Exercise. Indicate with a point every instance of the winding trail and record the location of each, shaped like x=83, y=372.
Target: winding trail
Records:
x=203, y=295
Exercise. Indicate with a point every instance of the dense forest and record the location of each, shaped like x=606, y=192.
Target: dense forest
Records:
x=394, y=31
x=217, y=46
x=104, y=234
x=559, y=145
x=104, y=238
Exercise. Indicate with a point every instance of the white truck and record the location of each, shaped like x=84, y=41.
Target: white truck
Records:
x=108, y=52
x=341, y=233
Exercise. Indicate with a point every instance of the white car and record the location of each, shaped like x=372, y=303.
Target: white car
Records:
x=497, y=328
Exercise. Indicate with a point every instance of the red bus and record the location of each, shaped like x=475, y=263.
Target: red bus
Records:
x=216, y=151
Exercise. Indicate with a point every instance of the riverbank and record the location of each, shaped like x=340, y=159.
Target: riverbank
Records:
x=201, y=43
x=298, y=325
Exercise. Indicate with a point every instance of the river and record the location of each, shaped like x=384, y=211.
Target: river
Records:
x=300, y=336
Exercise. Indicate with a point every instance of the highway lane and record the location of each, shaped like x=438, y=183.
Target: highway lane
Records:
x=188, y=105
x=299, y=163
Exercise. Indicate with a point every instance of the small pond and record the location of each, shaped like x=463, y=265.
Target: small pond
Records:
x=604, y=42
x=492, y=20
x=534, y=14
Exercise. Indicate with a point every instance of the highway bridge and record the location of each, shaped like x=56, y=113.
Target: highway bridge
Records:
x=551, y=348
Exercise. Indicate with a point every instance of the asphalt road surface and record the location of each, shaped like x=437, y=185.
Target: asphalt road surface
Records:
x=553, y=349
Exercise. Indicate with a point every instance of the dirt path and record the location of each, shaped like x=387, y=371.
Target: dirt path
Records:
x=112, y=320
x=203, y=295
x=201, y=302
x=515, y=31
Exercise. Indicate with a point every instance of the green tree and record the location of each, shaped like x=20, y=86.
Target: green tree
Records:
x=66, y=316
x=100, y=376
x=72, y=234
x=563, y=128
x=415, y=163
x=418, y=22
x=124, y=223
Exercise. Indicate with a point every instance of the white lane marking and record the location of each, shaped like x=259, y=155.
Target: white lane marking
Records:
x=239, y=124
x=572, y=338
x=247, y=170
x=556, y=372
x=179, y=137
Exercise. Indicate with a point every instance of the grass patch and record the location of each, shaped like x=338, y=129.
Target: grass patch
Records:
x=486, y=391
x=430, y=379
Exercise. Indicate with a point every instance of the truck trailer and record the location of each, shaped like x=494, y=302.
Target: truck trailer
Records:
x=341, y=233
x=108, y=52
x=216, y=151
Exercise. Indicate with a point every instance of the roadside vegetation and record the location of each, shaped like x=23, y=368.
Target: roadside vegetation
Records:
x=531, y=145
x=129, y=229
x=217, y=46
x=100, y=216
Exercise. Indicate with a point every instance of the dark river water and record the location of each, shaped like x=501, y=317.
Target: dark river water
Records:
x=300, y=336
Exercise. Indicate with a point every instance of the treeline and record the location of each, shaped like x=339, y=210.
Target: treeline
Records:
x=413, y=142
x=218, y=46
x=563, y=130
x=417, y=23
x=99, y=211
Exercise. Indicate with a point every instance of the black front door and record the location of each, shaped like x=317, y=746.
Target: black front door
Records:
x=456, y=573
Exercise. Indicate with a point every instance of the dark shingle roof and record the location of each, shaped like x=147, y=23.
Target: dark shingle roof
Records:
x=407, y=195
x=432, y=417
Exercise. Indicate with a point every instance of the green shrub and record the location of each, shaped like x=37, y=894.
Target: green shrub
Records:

┄┄┄┄┄┄┄┄┄┄

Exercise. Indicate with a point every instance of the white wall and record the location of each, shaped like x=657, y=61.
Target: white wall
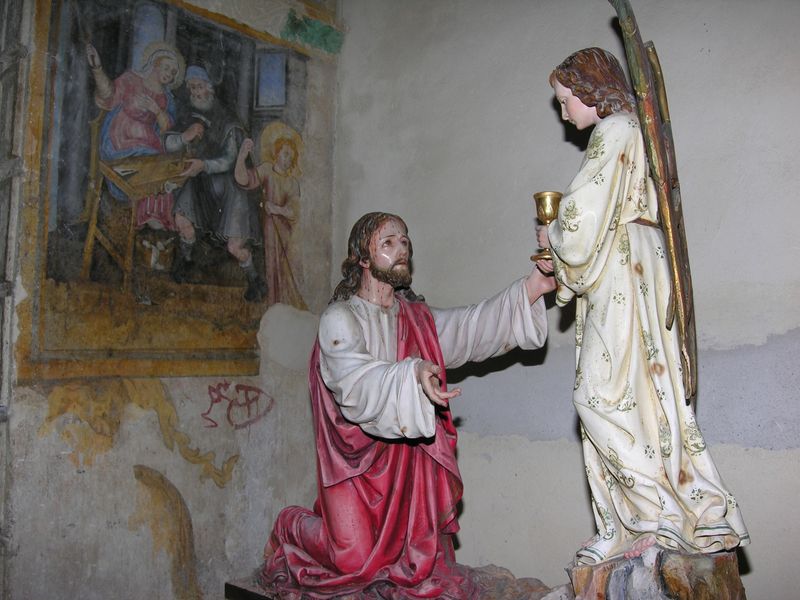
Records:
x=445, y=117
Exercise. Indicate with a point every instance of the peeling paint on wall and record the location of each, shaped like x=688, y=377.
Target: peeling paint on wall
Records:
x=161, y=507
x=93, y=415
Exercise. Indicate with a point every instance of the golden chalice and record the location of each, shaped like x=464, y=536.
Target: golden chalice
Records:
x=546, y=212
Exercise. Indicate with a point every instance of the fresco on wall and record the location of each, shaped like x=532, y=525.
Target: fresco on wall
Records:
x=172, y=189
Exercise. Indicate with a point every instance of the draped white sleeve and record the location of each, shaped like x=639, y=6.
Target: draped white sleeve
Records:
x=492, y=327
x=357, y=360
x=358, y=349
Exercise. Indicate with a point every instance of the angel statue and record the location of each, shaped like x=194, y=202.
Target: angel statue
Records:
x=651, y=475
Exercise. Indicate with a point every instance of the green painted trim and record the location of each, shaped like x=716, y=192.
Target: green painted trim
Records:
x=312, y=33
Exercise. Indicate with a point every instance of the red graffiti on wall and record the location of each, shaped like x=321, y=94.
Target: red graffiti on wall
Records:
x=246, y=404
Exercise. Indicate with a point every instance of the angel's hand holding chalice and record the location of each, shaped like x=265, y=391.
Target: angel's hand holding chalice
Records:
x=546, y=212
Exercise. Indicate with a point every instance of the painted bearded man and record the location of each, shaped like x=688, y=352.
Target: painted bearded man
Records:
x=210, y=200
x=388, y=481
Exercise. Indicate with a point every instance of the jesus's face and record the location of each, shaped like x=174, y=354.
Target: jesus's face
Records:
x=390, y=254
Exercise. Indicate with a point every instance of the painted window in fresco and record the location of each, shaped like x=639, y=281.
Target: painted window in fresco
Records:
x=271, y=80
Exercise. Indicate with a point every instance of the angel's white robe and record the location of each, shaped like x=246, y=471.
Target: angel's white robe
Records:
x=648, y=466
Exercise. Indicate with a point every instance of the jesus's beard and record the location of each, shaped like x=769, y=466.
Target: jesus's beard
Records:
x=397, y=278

┄┄┄┄┄┄┄┄┄┄

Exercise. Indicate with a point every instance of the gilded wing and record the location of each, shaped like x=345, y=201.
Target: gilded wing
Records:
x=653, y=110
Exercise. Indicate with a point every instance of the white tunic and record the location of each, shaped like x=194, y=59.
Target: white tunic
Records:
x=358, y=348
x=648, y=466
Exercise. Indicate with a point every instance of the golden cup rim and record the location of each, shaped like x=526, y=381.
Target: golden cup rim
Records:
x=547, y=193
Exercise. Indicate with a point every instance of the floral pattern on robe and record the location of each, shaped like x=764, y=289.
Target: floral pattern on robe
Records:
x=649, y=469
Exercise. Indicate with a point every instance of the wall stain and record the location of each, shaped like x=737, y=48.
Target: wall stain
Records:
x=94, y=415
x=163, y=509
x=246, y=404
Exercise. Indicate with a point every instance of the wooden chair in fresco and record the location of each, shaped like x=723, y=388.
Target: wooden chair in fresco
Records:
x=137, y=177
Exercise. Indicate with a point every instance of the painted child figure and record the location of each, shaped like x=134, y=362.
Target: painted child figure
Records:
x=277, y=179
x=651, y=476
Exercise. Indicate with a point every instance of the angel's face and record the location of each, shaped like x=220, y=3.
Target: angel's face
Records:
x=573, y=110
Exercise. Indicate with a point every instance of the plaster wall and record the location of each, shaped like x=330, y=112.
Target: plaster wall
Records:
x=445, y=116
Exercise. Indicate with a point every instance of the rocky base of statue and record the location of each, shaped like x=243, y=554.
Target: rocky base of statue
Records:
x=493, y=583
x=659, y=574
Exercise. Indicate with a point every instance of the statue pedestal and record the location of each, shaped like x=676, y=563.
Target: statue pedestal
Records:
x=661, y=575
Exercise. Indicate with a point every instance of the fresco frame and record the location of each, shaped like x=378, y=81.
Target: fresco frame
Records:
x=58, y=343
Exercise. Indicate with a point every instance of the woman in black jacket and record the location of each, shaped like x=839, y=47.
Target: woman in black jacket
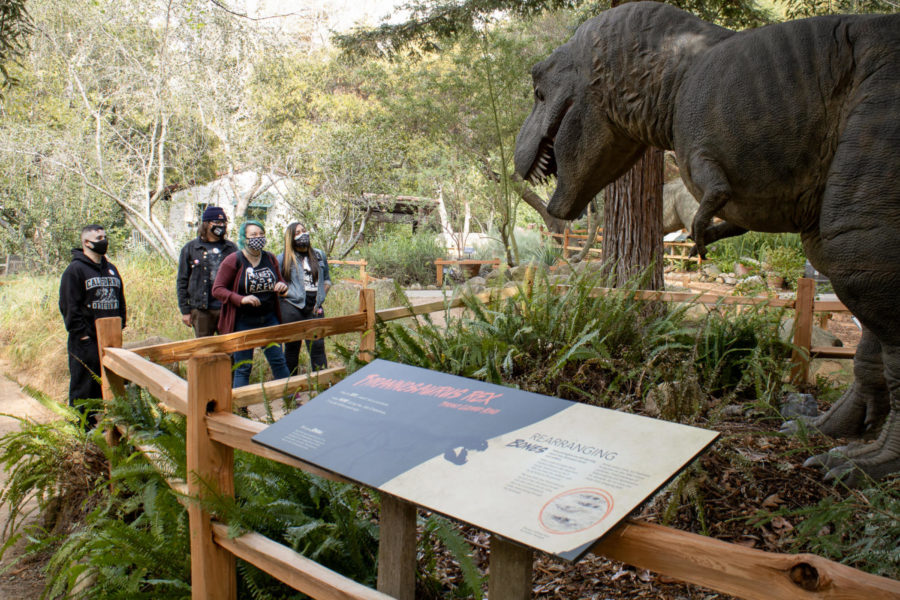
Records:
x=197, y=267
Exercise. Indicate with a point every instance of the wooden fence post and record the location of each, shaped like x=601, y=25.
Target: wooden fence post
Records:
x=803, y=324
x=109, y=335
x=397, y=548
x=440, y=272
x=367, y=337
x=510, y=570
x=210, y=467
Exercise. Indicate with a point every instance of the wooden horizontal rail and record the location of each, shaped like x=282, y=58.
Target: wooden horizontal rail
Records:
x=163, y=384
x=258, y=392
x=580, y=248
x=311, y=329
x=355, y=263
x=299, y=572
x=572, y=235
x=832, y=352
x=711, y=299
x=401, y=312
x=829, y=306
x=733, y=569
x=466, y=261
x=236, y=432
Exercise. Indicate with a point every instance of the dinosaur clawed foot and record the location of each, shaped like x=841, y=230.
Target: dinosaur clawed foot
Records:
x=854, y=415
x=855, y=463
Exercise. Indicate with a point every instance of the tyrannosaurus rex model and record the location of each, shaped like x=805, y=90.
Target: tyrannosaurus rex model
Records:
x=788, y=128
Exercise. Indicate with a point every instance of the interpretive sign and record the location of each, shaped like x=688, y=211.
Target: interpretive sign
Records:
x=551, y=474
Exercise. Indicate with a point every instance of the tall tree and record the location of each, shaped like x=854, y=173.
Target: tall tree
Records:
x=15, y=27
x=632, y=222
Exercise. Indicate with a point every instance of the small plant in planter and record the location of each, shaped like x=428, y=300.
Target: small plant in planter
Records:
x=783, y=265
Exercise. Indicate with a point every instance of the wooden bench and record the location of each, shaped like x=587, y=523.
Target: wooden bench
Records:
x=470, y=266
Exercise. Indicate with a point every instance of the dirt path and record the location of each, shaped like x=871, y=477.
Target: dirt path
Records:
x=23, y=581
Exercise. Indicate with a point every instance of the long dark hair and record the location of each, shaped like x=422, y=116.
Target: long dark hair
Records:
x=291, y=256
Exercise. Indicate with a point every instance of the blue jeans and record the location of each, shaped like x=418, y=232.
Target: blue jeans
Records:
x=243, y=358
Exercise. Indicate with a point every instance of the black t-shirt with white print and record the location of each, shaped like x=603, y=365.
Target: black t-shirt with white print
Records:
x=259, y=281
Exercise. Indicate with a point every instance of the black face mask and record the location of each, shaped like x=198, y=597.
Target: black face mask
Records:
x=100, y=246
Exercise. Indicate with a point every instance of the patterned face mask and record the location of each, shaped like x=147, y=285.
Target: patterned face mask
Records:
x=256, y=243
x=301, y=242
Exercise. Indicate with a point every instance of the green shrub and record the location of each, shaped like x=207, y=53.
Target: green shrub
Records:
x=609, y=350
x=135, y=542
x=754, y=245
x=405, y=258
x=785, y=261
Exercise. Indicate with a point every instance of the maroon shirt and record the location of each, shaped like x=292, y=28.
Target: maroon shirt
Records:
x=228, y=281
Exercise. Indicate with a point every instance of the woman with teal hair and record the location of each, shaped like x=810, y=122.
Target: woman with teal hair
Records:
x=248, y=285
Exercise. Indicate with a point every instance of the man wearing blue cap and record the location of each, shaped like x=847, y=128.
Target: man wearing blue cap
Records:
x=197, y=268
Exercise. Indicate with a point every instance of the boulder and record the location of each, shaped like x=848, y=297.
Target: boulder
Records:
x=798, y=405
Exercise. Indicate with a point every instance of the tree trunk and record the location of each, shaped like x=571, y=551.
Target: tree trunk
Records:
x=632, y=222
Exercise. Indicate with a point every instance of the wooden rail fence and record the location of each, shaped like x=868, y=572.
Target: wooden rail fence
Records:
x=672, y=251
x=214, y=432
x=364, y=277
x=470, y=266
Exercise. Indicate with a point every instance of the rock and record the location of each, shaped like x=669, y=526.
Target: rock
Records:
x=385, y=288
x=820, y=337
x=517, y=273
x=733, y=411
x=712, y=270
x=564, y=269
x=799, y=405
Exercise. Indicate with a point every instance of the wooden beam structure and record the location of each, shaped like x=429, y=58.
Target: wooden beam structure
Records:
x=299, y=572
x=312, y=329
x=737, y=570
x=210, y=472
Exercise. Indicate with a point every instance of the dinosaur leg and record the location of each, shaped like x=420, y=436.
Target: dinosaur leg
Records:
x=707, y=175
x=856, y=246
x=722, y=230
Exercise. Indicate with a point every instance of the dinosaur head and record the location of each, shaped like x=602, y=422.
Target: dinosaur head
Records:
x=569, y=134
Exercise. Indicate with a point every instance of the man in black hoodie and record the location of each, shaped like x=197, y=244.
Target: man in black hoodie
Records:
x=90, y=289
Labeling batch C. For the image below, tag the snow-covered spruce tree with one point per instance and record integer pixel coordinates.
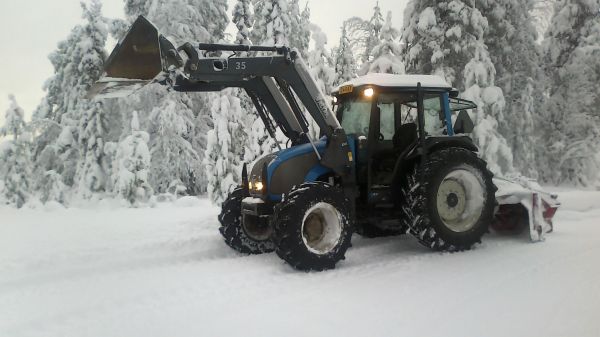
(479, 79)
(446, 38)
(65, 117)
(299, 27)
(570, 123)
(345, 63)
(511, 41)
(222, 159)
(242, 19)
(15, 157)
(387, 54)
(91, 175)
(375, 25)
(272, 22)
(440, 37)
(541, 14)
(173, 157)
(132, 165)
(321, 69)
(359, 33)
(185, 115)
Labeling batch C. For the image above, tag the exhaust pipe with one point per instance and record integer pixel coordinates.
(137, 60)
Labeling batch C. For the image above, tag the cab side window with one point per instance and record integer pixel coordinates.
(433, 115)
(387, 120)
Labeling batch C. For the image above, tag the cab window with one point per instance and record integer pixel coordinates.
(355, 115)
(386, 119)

┄┄┄┄┄┄┄┄┄┄

**ACTIVITY:** The word is "lane". Copy every line above where it appears.

**RESULT OF THE TASK:**
Exercise. Indicate with a point every instance of the highway lane and record the location of each, shaped like x=438, y=183.
Target: highway lane
Exercise. Indicate with a point every instance of the white lane marking and record the location of each, shaped like x=259, y=155.
Target: white lane marking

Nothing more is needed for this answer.